=== Task to complete ===
Lay out the items as a JSON list of strings, one string per line, from the start of the items through the line that contains "166L170 182L207 172L116", with both ends included. Skip any blank lines and leave the pictures out.

=== Records to process ===
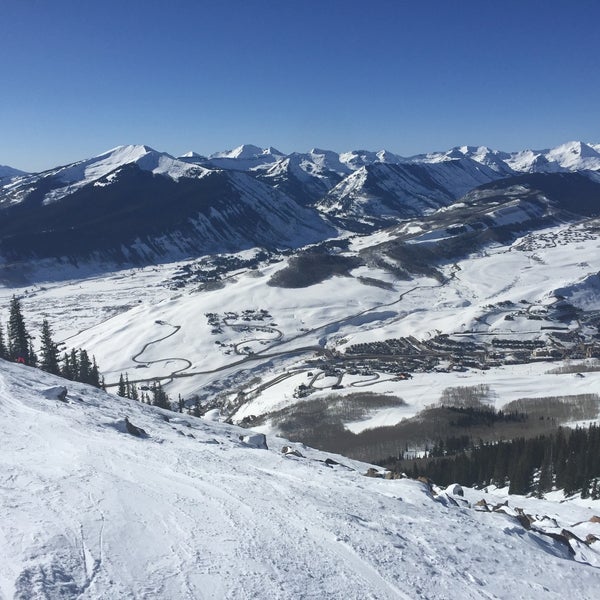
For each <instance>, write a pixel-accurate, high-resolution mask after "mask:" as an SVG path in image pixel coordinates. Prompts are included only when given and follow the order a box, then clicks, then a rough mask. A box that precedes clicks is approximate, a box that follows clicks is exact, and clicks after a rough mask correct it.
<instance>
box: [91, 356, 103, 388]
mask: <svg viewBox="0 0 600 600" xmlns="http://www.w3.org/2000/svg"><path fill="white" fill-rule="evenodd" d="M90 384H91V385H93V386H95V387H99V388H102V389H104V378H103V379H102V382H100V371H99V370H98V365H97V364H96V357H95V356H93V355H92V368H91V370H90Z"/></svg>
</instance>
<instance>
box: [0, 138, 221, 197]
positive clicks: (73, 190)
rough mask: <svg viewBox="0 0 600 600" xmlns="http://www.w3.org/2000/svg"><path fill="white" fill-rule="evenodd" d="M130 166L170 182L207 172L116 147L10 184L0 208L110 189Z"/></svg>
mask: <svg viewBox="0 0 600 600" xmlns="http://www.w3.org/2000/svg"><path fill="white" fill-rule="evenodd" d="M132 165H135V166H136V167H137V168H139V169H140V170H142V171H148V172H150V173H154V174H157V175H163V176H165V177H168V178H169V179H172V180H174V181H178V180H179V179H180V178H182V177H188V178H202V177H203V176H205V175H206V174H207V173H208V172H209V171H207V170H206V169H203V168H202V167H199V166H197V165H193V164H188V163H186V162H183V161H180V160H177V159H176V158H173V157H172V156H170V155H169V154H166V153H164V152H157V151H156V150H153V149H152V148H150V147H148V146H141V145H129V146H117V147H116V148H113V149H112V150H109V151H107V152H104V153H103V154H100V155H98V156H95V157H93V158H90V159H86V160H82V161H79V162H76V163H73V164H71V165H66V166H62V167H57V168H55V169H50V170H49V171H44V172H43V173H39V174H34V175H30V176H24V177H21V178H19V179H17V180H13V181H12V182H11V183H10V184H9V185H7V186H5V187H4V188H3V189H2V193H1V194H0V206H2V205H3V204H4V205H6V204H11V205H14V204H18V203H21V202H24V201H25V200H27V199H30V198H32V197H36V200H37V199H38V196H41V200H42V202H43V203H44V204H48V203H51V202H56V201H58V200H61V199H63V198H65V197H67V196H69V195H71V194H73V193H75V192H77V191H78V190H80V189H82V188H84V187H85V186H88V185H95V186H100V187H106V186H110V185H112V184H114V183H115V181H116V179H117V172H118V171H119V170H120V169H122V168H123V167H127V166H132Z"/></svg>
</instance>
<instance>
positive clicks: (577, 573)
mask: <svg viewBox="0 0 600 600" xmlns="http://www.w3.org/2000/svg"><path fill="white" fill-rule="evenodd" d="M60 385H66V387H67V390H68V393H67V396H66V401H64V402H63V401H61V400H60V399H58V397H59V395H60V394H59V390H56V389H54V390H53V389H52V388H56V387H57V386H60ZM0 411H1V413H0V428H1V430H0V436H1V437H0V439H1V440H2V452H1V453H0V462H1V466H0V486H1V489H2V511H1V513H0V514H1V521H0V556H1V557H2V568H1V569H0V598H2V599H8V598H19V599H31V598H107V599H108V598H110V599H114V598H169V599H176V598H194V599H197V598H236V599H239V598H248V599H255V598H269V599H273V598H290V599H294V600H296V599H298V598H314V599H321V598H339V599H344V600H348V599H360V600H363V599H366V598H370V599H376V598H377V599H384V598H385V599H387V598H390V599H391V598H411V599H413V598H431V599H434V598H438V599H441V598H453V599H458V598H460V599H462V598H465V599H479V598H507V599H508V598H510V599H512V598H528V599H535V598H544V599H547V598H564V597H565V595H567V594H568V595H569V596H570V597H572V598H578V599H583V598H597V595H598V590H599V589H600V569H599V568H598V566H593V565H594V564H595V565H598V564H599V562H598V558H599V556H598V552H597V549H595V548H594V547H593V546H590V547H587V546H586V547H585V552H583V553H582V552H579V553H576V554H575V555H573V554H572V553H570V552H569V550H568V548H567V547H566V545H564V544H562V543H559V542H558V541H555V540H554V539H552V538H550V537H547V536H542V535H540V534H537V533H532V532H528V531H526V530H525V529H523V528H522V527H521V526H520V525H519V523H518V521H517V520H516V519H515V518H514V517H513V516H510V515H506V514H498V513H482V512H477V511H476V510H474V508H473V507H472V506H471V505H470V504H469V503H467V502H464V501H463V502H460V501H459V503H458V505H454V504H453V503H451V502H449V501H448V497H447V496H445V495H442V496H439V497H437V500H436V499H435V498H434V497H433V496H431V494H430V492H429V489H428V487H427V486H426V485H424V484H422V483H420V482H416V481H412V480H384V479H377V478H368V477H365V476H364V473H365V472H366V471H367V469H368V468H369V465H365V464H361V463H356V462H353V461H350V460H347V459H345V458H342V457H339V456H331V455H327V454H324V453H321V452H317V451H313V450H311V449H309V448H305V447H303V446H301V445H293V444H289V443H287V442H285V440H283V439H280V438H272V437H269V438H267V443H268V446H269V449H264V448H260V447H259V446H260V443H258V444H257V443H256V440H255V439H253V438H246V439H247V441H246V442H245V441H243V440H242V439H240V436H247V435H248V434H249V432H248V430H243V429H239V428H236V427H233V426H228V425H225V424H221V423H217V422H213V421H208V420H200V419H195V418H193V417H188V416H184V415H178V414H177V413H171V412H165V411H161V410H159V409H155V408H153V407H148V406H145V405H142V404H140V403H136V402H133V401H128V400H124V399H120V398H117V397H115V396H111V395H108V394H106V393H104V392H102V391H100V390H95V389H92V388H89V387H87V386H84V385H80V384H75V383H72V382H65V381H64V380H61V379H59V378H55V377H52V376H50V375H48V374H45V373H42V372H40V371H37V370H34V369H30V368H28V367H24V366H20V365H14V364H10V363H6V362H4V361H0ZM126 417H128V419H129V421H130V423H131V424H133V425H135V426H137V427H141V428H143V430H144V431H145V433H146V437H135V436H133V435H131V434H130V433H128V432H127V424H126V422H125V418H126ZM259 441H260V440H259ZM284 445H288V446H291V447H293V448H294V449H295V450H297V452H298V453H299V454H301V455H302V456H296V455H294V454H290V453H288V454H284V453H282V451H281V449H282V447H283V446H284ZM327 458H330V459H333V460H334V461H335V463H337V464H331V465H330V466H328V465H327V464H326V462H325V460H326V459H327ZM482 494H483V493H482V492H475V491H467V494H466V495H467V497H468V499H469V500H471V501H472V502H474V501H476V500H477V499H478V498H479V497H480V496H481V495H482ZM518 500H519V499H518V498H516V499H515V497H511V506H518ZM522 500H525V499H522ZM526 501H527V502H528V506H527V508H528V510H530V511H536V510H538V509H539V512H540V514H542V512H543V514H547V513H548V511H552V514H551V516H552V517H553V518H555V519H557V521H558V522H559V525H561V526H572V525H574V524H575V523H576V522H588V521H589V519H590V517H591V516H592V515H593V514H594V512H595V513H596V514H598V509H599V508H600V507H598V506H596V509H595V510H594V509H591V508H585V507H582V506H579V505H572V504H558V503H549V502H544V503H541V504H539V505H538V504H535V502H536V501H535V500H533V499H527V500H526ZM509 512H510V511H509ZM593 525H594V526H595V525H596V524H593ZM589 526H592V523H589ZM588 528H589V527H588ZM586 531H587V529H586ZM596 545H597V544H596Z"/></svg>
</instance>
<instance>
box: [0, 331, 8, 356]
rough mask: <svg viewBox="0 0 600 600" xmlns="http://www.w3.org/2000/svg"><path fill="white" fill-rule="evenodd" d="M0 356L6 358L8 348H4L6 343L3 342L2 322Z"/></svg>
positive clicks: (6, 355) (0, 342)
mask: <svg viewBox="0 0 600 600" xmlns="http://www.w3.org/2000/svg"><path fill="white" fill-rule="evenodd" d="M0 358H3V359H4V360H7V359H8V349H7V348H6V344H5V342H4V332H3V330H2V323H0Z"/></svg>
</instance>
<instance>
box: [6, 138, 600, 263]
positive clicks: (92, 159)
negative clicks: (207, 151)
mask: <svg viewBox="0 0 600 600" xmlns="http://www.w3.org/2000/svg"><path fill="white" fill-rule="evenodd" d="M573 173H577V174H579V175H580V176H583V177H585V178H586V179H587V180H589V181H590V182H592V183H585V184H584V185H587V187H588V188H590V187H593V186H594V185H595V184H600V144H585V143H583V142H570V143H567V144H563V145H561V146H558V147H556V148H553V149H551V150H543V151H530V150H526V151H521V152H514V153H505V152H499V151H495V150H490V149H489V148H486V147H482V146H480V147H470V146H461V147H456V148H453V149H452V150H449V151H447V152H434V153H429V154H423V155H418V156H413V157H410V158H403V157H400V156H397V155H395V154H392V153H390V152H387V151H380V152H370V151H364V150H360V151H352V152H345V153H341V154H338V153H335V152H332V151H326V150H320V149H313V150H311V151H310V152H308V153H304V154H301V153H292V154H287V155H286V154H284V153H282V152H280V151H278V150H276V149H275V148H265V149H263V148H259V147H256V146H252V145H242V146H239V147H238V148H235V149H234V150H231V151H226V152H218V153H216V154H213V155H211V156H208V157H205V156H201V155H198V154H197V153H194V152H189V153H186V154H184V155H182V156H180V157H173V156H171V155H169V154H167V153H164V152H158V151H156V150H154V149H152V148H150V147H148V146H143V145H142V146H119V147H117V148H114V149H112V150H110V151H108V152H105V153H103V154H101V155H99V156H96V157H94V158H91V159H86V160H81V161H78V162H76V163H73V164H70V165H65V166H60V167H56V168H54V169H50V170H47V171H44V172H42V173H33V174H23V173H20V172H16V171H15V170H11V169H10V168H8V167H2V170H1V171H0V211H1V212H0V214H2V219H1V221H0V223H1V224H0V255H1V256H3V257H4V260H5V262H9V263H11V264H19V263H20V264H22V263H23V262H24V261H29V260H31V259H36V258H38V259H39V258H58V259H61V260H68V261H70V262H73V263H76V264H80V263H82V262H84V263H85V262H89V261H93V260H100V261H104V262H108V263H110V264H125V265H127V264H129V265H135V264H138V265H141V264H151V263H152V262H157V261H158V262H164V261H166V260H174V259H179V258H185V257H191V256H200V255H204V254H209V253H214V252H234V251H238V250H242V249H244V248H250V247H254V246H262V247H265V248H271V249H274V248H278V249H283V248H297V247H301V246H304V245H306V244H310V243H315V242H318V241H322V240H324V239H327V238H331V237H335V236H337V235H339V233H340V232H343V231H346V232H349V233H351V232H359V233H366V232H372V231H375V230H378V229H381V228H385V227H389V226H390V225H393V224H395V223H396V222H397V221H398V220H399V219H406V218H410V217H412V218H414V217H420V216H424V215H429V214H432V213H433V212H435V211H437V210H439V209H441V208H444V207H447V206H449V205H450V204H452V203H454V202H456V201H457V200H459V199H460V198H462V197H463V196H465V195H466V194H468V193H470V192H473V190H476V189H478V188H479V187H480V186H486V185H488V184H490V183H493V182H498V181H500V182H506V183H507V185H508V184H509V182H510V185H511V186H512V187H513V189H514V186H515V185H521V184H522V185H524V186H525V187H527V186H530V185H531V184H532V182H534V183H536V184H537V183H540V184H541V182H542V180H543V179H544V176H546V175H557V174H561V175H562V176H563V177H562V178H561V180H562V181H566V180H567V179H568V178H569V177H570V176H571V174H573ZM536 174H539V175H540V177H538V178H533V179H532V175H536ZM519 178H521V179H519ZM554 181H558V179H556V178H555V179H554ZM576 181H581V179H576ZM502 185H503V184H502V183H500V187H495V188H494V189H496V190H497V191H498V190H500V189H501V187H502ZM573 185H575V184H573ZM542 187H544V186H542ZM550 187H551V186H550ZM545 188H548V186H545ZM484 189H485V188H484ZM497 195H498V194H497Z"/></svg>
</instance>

=== Problem solution ===
[
  "For each <instance>, write a pixel-accurate, high-resolution mask after \"mask:\" as an SVG path in image pixel coordinates. Prompts are included only when given and follow the order a box, then clicks, then a rough mask. A box that precedes clicks is approximate, a box that follows clicks is exact, and clicks after a rough mask correct it.",
  "<instance>",
  "box: [91, 356, 103, 388]",
  "mask: <svg viewBox=\"0 0 600 600\" xmlns=\"http://www.w3.org/2000/svg\"><path fill=\"white\" fill-rule=\"evenodd\" d=\"M90 384H91V385H93V386H95V387H99V388H102V389H104V378H103V379H102V382H100V371H99V370H98V365H97V364H96V357H95V356H93V355H92V368H91V370H90Z\"/></svg>",
  "</instance>",
  "<instance>",
  "box: [0, 138, 221, 197]",
  "positive clicks: (73, 190)",
  "rough mask: <svg viewBox=\"0 0 600 600\" xmlns=\"http://www.w3.org/2000/svg\"><path fill=\"white\" fill-rule=\"evenodd\" d=\"M130 166L170 182L207 172L116 147L10 184L0 208L110 189Z\"/></svg>"
]